STATED EXERCISE>
Could you transcribe, word for word, the part of the data that opens with the line containing "Exercise. Point out every instance of the paper" and closes with the line containing "point(430, 218)", both lines included and nothing else?

DATA FOR THIS EXERCISE>
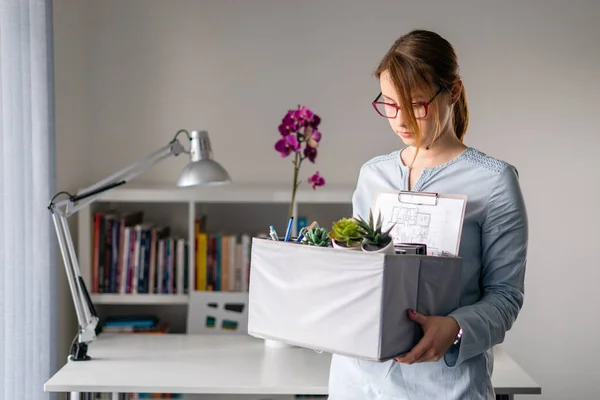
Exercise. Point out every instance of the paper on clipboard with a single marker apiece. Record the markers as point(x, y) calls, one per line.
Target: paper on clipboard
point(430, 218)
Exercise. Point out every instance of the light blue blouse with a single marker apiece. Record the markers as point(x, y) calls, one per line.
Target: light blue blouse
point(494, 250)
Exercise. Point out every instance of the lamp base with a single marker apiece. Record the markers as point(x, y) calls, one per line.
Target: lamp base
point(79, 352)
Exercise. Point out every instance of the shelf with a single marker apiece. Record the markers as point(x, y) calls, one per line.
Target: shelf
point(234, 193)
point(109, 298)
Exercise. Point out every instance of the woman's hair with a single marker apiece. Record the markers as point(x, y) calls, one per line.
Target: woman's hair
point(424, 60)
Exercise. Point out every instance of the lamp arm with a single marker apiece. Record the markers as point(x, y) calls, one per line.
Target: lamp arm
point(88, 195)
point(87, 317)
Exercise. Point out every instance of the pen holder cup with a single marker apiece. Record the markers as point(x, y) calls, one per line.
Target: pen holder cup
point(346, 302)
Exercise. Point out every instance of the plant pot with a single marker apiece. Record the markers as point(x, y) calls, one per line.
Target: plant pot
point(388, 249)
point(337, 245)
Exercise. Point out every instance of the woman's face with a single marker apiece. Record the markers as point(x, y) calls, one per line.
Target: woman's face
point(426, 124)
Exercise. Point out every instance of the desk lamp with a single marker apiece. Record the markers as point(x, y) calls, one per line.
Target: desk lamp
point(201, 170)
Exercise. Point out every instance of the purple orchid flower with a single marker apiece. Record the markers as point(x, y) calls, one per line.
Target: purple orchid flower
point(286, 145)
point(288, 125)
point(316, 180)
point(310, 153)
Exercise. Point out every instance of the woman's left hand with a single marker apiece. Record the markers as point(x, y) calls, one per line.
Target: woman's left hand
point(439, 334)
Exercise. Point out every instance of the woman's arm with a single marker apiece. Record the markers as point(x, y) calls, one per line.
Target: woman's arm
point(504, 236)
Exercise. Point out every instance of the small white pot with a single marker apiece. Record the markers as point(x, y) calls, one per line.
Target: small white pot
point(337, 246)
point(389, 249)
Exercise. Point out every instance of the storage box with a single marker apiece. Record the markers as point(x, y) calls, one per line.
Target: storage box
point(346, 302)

--

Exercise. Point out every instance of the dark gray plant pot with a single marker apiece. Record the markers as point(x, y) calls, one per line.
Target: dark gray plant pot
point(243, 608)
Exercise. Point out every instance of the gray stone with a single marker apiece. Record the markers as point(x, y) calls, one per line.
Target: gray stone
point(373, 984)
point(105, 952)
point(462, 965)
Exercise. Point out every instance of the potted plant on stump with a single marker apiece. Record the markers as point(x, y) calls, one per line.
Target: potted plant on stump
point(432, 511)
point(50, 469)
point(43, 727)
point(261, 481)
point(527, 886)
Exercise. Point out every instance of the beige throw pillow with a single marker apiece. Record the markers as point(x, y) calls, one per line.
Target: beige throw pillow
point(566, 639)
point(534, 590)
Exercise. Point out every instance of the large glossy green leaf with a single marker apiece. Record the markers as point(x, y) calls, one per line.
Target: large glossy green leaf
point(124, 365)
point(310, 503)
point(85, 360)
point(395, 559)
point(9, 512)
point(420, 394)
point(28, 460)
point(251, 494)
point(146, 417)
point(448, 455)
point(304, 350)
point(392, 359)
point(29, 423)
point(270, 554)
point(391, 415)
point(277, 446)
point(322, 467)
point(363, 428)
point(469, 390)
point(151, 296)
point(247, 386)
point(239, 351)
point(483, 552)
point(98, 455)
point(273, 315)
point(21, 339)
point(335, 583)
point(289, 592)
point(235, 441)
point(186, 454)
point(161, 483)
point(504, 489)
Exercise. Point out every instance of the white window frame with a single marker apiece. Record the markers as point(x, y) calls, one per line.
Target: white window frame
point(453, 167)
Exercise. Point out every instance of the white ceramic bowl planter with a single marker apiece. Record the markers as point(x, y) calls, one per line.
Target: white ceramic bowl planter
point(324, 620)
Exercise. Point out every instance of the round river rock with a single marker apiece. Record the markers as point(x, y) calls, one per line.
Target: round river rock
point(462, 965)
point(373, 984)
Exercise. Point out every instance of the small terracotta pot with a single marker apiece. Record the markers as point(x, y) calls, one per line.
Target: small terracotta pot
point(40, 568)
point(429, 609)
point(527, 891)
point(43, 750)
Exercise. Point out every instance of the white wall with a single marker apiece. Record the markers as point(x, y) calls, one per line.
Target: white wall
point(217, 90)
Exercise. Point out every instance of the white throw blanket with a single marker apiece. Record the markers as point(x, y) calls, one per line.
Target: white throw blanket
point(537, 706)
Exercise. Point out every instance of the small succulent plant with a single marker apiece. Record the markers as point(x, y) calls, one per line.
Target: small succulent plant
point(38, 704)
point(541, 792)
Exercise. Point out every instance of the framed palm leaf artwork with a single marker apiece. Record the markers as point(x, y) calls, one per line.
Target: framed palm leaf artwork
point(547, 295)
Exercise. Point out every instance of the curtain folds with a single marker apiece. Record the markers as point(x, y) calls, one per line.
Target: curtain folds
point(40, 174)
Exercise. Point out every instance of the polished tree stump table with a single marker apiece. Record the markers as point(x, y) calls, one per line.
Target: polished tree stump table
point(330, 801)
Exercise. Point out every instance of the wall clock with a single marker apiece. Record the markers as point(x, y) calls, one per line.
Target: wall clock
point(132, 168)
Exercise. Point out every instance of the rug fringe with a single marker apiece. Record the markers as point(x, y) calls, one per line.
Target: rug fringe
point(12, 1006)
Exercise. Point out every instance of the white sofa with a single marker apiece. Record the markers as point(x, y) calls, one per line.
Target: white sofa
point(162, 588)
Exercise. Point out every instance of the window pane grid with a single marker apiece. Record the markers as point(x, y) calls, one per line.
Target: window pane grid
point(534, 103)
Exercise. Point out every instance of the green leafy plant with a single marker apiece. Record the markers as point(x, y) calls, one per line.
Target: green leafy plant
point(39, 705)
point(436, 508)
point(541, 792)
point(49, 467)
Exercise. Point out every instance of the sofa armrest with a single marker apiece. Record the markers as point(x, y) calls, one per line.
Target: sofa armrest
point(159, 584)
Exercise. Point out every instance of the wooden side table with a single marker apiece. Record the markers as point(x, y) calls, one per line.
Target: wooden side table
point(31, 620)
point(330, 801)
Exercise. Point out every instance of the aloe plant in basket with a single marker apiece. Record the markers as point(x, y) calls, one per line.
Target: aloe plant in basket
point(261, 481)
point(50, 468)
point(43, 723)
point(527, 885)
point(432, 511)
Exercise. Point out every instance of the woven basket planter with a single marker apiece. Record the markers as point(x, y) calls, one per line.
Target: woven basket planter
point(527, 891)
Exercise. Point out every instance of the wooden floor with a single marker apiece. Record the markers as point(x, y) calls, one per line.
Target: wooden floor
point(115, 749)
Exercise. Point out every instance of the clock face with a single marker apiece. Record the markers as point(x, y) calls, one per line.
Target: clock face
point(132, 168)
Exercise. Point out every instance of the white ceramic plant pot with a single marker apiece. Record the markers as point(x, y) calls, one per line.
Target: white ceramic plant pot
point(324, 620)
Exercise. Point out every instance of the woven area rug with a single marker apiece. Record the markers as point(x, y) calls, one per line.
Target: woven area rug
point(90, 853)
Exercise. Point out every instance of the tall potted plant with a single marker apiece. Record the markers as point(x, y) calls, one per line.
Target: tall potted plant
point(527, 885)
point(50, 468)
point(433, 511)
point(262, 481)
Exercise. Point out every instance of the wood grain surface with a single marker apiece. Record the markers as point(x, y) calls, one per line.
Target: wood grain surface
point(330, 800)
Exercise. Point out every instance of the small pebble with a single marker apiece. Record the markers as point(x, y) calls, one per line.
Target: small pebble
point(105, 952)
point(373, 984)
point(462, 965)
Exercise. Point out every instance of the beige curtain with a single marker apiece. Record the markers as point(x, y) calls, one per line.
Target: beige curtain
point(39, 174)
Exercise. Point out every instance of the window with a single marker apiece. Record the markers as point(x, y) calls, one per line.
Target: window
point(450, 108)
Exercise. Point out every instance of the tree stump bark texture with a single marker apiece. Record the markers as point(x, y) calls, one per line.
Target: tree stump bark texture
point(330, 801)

CORRECT RESULT>
Exercise. Point out every instance of the paper on clipboard with a single marker apiece. Record the markers as point(x, y) calls, one per line.
Target: paper on clipboard
point(430, 218)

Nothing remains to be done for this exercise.